§ Required work
Looking at the data that follows, count the lines containing the word "tree" and write down only that count.

┌─ Provided records

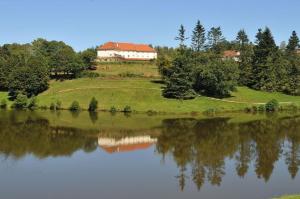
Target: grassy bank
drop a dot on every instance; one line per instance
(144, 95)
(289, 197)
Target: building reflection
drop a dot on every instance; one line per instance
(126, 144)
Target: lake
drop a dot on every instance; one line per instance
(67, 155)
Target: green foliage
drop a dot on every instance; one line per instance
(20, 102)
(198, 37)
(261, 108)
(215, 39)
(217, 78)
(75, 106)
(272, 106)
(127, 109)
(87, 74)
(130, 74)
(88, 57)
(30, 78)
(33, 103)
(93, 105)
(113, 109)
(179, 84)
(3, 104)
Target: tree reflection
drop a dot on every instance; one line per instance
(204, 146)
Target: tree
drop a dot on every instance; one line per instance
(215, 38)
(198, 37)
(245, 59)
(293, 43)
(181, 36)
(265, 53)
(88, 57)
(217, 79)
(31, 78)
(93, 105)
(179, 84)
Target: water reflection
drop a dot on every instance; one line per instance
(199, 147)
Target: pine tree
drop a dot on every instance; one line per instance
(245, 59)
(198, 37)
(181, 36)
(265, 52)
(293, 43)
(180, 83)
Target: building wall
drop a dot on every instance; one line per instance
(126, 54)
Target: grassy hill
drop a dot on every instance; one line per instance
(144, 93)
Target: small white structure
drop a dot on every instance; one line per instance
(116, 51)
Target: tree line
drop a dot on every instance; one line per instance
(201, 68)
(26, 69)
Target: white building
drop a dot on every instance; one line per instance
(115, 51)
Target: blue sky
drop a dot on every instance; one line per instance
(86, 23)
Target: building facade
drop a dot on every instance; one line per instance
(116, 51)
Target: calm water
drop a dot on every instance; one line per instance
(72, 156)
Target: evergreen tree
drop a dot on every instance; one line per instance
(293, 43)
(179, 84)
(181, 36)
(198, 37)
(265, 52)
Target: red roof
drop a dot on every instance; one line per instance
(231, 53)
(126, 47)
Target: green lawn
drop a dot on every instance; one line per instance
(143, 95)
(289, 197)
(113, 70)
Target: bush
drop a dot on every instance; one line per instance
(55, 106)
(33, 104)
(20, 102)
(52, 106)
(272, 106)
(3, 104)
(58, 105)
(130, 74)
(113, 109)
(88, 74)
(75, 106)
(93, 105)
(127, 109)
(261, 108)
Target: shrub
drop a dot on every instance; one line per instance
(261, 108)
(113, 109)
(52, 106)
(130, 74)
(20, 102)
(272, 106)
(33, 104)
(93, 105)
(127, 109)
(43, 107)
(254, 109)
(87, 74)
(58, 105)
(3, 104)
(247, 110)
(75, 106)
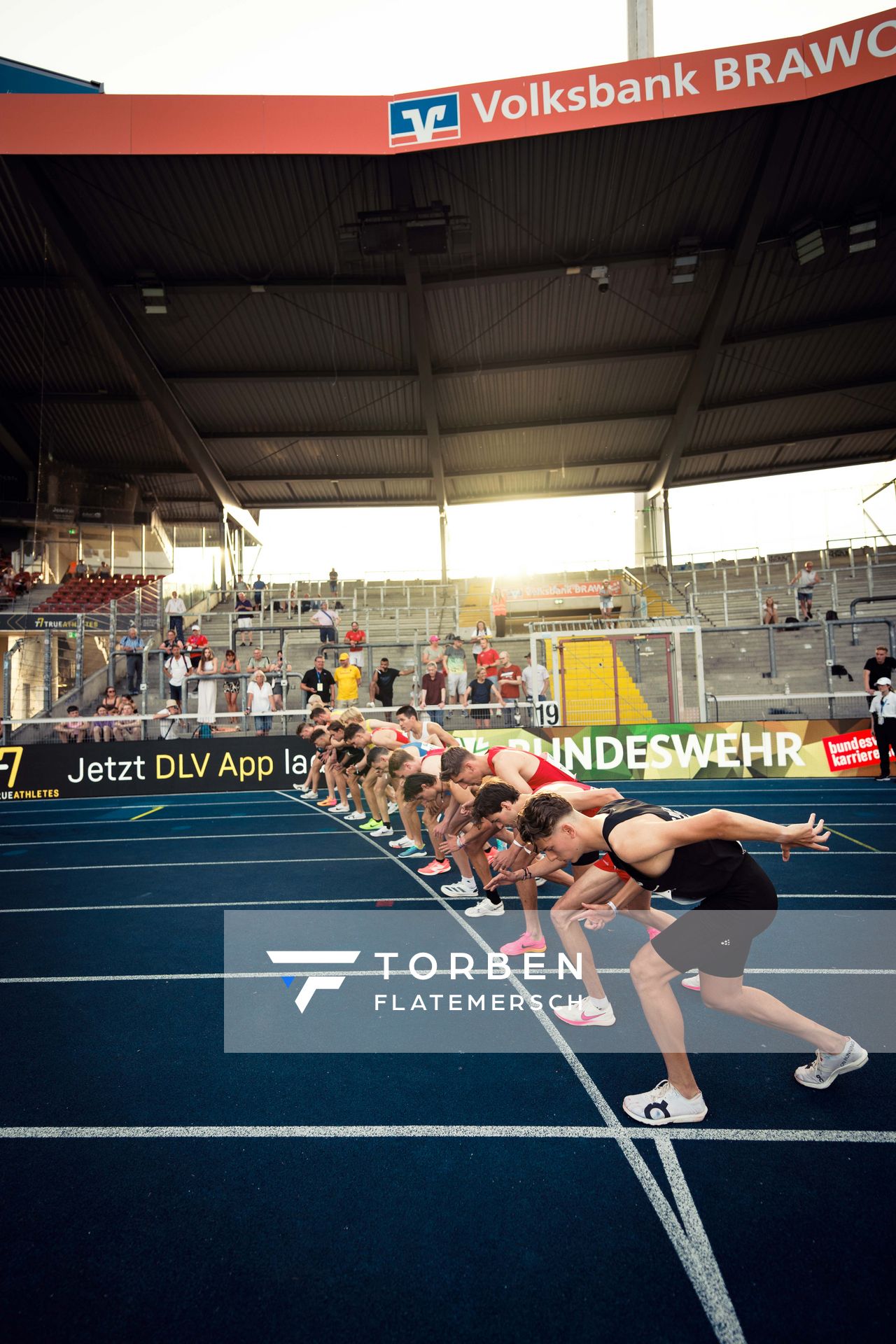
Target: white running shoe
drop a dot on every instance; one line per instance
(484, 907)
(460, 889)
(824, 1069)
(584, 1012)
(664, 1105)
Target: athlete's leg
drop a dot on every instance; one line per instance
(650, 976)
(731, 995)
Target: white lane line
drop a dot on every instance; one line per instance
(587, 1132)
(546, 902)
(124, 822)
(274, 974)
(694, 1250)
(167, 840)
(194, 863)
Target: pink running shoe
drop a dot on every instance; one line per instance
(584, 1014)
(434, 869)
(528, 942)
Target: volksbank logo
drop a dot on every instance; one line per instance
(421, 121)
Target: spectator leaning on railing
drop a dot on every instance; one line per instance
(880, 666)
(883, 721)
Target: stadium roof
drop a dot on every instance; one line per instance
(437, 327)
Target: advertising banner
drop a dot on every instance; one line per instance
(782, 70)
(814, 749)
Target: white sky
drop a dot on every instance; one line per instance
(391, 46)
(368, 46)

└─

§ Answer for the task
5